▸ **WRITTEN REQUEST**
Please return every one of the items below word for word, with the pictures left out.
***
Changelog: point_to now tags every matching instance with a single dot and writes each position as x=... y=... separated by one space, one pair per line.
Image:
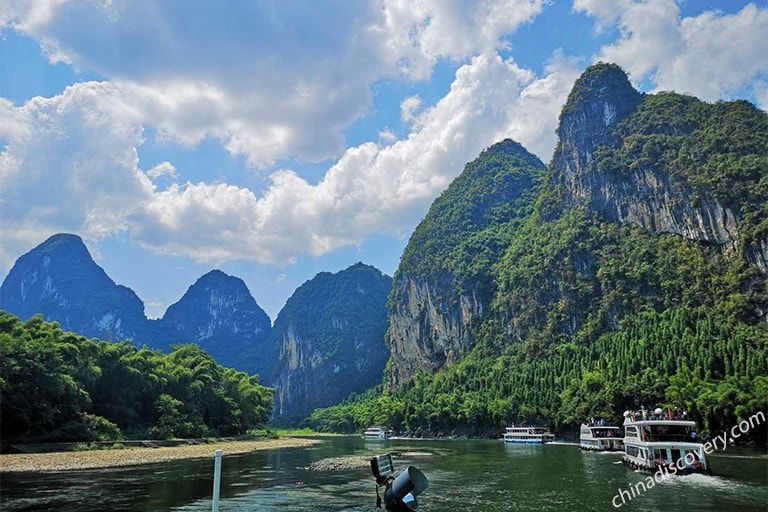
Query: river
x=471 y=475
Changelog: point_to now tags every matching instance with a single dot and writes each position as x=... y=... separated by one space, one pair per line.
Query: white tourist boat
x=658 y=440
x=377 y=434
x=601 y=437
x=528 y=435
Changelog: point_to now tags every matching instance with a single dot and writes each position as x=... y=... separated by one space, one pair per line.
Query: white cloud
x=712 y=56
x=271 y=81
x=408 y=108
x=70 y=164
x=162 y=169
x=720 y=54
x=372 y=188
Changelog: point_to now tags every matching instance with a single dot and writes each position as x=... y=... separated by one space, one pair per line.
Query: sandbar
x=134 y=456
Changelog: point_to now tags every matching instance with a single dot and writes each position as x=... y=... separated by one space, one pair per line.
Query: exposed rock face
x=622 y=157
x=219 y=314
x=427 y=328
x=60 y=279
x=434 y=303
x=644 y=193
x=331 y=336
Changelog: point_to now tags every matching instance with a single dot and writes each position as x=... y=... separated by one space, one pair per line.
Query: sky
x=275 y=139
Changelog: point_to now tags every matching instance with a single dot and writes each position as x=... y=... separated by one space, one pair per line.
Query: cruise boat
x=656 y=440
x=528 y=435
x=601 y=437
x=377 y=434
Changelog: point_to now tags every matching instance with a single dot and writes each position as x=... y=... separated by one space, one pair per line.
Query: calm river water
x=463 y=476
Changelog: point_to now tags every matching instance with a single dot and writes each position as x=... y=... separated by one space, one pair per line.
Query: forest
x=58 y=386
x=588 y=316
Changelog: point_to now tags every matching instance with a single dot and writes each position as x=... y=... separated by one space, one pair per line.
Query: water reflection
x=463 y=475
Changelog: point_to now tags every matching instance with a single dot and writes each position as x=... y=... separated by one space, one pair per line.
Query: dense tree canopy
x=590 y=317
x=60 y=386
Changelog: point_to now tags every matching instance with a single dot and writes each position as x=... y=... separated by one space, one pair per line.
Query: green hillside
x=60 y=386
x=591 y=316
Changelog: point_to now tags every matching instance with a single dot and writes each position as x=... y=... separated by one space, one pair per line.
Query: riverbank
x=96 y=459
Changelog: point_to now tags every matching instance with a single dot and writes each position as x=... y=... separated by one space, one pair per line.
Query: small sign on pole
x=216 y=481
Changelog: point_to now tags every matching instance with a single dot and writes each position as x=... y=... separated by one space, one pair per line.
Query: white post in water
***
▸ **COMPLETE ANSWER**
Changelog: point_to now tags every matching instance with a single dot and writes each position as x=... y=... separated by one space, one pair per line.
Image:
Query: river
x=471 y=475
Changelog: point_to now tags every matching instance with a single dot and writes each position as x=... y=... separated by one space, one pair per line.
Query: white tourist boat
x=658 y=440
x=377 y=434
x=601 y=437
x=528 y=435
Changelog: point_to now tags every matching instance with a single dot and writes each position as x=... y=... separated by one space, one pair per line.
Query: white cloud
x=712 y=56
x=271 y=81
x=408 y=108
x=70 y=164
x=162 y=169
x=720 y=54
x=372 y=188
Changelog: point_to now tags every matching instance with a single dot and writes each position as x=... y=... separated by one space, one pair per line.
Query: sandbar
x=134 y=456
Changelog: point_to now tags every matching instance with a single dot and writes each position as x=... y=... separated by one space, one pair per line.
Query: exposed rock face
x=622 y=157
x=219 y=314
x=427 y=328
x=60 y=279
x=434 y=303
x=644 y=193
x=331 y=336
Changelog: point_to now tags every matching instance with a single dot and writes each position as x=... y=... separated by one space, one pair per line.
Query: sky
x=275 y=139
Changelog: point_to now tags every matching instance with a single dot and writes each position as x=... y=... separated by one space, one pair per line.
Query: cruise boat
x=656 y=440
x=528 y=435
x=601 y=437
x=377 y=434
Changelog: point_to now tags every matching instance with a single dot and writes each position as x=... y=... separated by one space, one pair per line.
Query: calm river water
x=463 y=476
Changelog: point_to now tags every matching instance with a single dot and writes each position as x=... y=... separated by one space, one pair per line.
Query: forest
x=58 y=386
x=588 y=316
Changelog: point_to now tags every matching instance with a single dot and writes each position as x=... y=... separated by one space, one pair per line.
Query: water reflection
x=463 y=475
Changelog: point_to now tags every matching instance with a single dot and writes each position as x=... y=... separated by one space, one pair per line.
Query: dense tree canopy
x=590 y=317
x=60 y=386
Changelog: point_to now tags every matching instance with a single dot and writes each position as x=... y=... separated by one space, one pair per line.
Query: green hillside
x=60 y=386
x=591 y=316
Changelog: point_to now tags every matching instance with a single dot and writes each position as x=... y=... separated by one space, one pair per line.
Query: riverbank
x=96 y=459
Changelog: point_to now tags every matching instance with a single dot and writes each position as x=... y=... separated by one space, one pair per line.
Query: small sign on pole
x=216 y=481
Changelog: point_to now tags every matching instance with a single dot and writes each position as x=... y=... separated by one space, one pair per line.
Query: white post in water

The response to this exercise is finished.